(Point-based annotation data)
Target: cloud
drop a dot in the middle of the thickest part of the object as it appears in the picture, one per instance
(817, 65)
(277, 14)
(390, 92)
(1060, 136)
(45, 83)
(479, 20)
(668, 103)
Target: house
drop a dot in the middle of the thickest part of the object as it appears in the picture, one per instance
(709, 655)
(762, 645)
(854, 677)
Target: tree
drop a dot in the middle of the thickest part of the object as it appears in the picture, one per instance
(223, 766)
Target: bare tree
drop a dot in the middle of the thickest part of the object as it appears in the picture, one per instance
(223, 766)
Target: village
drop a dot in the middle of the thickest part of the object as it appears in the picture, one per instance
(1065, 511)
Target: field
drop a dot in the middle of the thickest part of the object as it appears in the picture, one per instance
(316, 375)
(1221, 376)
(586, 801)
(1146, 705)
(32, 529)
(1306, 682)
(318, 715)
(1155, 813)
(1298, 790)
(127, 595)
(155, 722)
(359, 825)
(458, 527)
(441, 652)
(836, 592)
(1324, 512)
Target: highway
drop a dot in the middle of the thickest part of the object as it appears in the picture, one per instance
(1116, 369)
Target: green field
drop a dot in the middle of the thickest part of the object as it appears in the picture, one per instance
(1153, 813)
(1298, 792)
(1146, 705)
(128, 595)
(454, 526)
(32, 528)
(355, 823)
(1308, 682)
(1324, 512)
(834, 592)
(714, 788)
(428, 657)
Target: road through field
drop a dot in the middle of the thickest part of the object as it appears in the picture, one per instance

== Exercise aim ==
Reproduce all of the data above line for line, changing nothing.

== Response to the exercise ==
Target: cloud
drop a dot in the middle of the thickest part of the object as it appears in the picture, one per instance
(817, 65)
(277, 14)
(390, 92)
(1060, 136)
(45, 83)
(479, 20)
(668, 103)
Target: house
drop a dot in the middle of the thickest part of the object as it appears in the picture, one per instance
(709, 655)
(762, 645)
(854, 677)
Target: tree
drop a dot in the middle of the thickest part of the object as it appears in the picture, one per instance
(223, 766)
Target: bare tree
drop a dot in the middle of the thickest part of the object as it appears in the picture, one per instance
(223, 766)
Target: village
drop a dot in the middle of the thickest part of the object as it appears in the picture, one per instance
(1065, 511)
Target: field
drop a dot in the middle of the thickest part of the object as it appears in the picture, one per instance
(316, 375)
(1221, 376)
(586, 801)
(1146, 705)
(32, 529)
(1306, 682)
(318, 715)
(1155, 813)
(1298, 790)
(127, 595)
(155, 722)
(359, 825)
(458, 527)
(441, 652)
(836, 592)
(1324, 512)
Target: highway
drop a dot in the middle of the thickest part of the object as it appears in the picture, one per instance
(1116, 369)
Target: green field
drop a dot in the middle of the thickest part of the object as it appears in the picture, one per instance
(1153, 813)
(1298, 792)
(1146, 705)
(128, 595)
(454, 526)
(32, 528)
(355, 823)
(1308, 682)
(1324, 512)
(834, 592)
(714, 788)
(428, 657)
Target: road through field
drop a dot in the middle of the thickest part of the object as it appears in the picture, one per instance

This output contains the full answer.